EXERCISE INPUTS
----------------
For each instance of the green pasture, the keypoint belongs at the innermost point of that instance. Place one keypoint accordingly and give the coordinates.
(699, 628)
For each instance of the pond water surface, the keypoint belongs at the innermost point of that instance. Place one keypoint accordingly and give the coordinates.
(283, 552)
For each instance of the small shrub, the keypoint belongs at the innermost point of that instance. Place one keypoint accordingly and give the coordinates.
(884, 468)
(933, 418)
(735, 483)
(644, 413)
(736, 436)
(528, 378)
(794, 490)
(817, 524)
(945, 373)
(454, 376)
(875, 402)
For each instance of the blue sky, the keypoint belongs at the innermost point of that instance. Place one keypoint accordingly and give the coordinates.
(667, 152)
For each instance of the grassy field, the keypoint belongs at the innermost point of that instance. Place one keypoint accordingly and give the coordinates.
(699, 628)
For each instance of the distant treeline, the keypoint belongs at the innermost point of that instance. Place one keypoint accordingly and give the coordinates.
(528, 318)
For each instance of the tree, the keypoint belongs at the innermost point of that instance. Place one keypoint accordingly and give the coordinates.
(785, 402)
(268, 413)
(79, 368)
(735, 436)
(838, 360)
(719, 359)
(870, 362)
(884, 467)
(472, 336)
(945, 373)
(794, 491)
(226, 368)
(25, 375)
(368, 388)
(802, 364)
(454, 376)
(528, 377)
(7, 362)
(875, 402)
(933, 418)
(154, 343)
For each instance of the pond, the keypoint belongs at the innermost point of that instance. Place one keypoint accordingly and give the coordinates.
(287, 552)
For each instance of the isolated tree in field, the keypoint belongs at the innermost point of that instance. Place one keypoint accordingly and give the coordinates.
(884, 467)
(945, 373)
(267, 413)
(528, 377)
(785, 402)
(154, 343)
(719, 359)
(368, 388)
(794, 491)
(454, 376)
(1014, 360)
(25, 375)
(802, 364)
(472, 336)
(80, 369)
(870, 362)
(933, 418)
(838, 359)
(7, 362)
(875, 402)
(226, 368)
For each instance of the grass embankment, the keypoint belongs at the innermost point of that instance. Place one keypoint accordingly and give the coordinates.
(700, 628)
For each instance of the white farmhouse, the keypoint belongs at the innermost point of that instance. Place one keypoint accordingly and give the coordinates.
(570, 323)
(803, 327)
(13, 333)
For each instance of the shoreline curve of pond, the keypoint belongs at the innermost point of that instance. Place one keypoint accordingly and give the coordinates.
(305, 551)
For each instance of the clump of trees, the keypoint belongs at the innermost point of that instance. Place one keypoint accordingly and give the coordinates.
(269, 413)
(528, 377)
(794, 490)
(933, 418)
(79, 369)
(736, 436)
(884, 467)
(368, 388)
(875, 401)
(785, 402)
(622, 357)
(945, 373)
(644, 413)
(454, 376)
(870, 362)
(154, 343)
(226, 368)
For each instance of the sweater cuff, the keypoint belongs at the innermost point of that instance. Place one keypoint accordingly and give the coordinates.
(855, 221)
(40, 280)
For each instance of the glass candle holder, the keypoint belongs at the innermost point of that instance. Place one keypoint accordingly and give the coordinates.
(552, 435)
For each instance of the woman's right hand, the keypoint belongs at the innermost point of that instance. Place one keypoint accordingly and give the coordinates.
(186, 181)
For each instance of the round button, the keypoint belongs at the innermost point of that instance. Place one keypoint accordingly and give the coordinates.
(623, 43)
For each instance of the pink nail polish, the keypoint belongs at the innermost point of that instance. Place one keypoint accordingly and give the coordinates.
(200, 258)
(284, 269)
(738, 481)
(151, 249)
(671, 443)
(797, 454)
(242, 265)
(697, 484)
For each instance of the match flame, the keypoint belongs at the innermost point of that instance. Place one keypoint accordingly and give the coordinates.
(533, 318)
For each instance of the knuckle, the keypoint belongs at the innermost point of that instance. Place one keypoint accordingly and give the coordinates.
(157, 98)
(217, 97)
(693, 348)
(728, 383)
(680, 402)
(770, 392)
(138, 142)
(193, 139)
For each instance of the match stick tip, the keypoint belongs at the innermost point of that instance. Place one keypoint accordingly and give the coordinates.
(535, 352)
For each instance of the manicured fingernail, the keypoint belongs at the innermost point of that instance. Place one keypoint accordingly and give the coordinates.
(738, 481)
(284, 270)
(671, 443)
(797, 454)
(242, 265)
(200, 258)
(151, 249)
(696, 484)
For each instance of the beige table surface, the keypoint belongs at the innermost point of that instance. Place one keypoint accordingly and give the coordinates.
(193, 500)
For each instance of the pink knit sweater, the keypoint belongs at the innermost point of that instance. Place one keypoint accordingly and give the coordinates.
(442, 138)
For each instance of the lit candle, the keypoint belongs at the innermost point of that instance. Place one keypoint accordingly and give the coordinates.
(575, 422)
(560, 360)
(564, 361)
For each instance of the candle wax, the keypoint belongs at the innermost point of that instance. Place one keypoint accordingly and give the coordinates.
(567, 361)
----------------
TASK TO COMPLETE
Write out all of the lines above, with each one identical to the original.

RESPONSE TO THE TASK
For each instance of the green pasture, the keypoint belongs at the innermost point of that instance. Place one keypoint accordingly and give the coordinates.
(699, 628)
For each instance of the pond water surface, the keypoint belongs at the innermost point of that instance. Place one keypoint accordingly and give the coordinates.
(283, 552)
For each instance of the small shrub, the keypoint belongs at the innermost point of that instance. Place one keypoint accordingly and give the coordinates.
(884, 468)
(933, 418)
(735, 483)
(644, 413)
(736, 436)
(528, 378)
(794, 490)
(817, 524)
(945, 373)
(454, 376)
(875, 402)
For each instance of the blue sky, the keypoint belongs at the innermost point of that instance. Place one keypoint accordingly and give the coordinates.
(667, 152)
For each instance of the grassy field, the keypoint belongs at the innermost point of that instance. Place one keypoint accordingly and give the coordinates.
(699, 628)
For each instance of the distant treeline, the keypoint belongs at the innermost point of that instance. Place one keypoint accordingly and give the coordinates.
(528, 318)
For each instance of the tree, the keypoint belongs at the innermost point of that instance. Place one keypoint accordingly and give the coordinates.
(785, 402)
(268, 413)
(79, 368)
(735, 436)
(838, 360)
(719, 359)
(870, 362)
(884, 467)
(472, 336)
(945, 373)
(794, 491)
(226, 368)
(25, 375)
(368, 388)
(802, 364)
(454, 376)
(528, 377)
(7, 362)
(875, 402)
(933, 418)
(154, 343)
For each instance of the pond, the keypoint belongs at the innermost point of that instance. Place one keypoint accordingly and give the coordinates.
(287, 552)
For each instance of the isolated tree in field, the keypoint belongs at the innermost point of that instance. Place one keypoint accordingly and give the coordinates.
(884, 467)
(945, 373)
(267, 413)
(528, 377)
(785, 402)
(154, 343)
(719, 359)
(368, 388)
(794, 491)
(454, 376)
(1014, 360)
(25, 375)
(802, 364)
(472, 336)
(80, 369)
(870, 362)
(933, 418)
(838, 359)
(7, 362)
(875, 402)
(226, 368)
For each instance of the grass embankment, the keypoint belongs at the innermost point of that instance. Place one keypoint accordingly and give the coordinates.
(700, 628)
For each instance of the white farmhouse, the keypoint belongs at the innermost point of that instance. Place one keypoint accordingly and give the coordinates.
(570, 323)
(803, 327)
(13, 333)
For each instance of the shoreline curve of pond, the keypoint belongs at the innermost point of that instance. Place one keypoint accordingly and give the coordinates.
(305, 551)
For each instance of the clump of trees, the keypoint belongs at the innermost point of that instance. Place one keypoint accordingly and give the coordinates.
(269, 413)
(528, 377)
(794, 490)
(933, 418)
(79, 369)
(736, 436)
(884, 467)
(368, 388)
(875, 401)
(785, 402)
(622, 357)
(945, 373)
(644, 413)
(454, 376)
(870, 362)
(154, 343)
(226, 368)
For each instance of the sweater cuff, the keypoint belongs at the innermost point of that instance. Place one keypoint accordingly and give the coordinates.
(855, 221)
(40, 280)
For each instance of the glass candle holder, the keypoint belongs at the innermost point of that instance. Place one keypoint accordingly and give the coordinates.
(552, 435)
For each instance of the woman's right hand, the keypoint belongs at the innermost point of that instance. Place one keypoint accordingly and give the coordinates.
(186, 181)
For each instance of the round button, the keypoint belongs at the innermost point of that instance. Place one keypoint accordingly and give the coordinates.
(623, 43)
For each instance of the pink nail polish, the keypoint belongs at the innermost point of that instance. Place one keypoint accordingly and give the coordinates.
(200, 258)
(284, 269)
(738, 481)
(151, 249)
(671, 443)
(797, 454)
(242, 265)
(697, 484)
For each instance of the match flame, the keypoint belongs at the innermost point of that instance. Place one keypoint accordingly and give the coordinates.
(533, 318)
For each instance of the knuckle, the keypoint belongs at the innermost point of that instance. Place one keypoint accordingly and give the coordinates.
(157, 98)
(217, 97)
(693, 348)
(728, 383)
(680, 402)
(770, 392)
(138, 142)
(193, 139)
For each instance of the match stick tip, the keypoint belongs at the innermost point of that instance. Place one keypoint accordingly and give the coordinates.
(535, 352)
For each instance of the manicured fingernail, the keypoint belongs at the innermost point of that instance. Place one keypoint accordingly and give the coordinates.
(738, 481)
(284, 270)
(671, 443)
(797, 454)
(242, 265)
(200, 258)
(151, 249)
(696, 484)
For each instance of the beige table surface, the keypoint belongs at the innermost point of that instance. Place one keypoint accordingly and give the coordinates.
(193, 500)
For each instance of the pink knit sweater, the keypoint belongs at the innermost point of that instance. Place one keypoint accordingly and give the coordinates.
(442, 138)
For each instance of the lit candle, the keypoint belongs at the innermost point of that instance. Place one keypoint accordingly and give the coordinates.
(575, 422)
(560, 360)
(564, 361)
For each instance of the candle wax, the keypoint belongs at the innermost point of that instance. Place one keypoint accordingly and give the coordinates.
(567, 361)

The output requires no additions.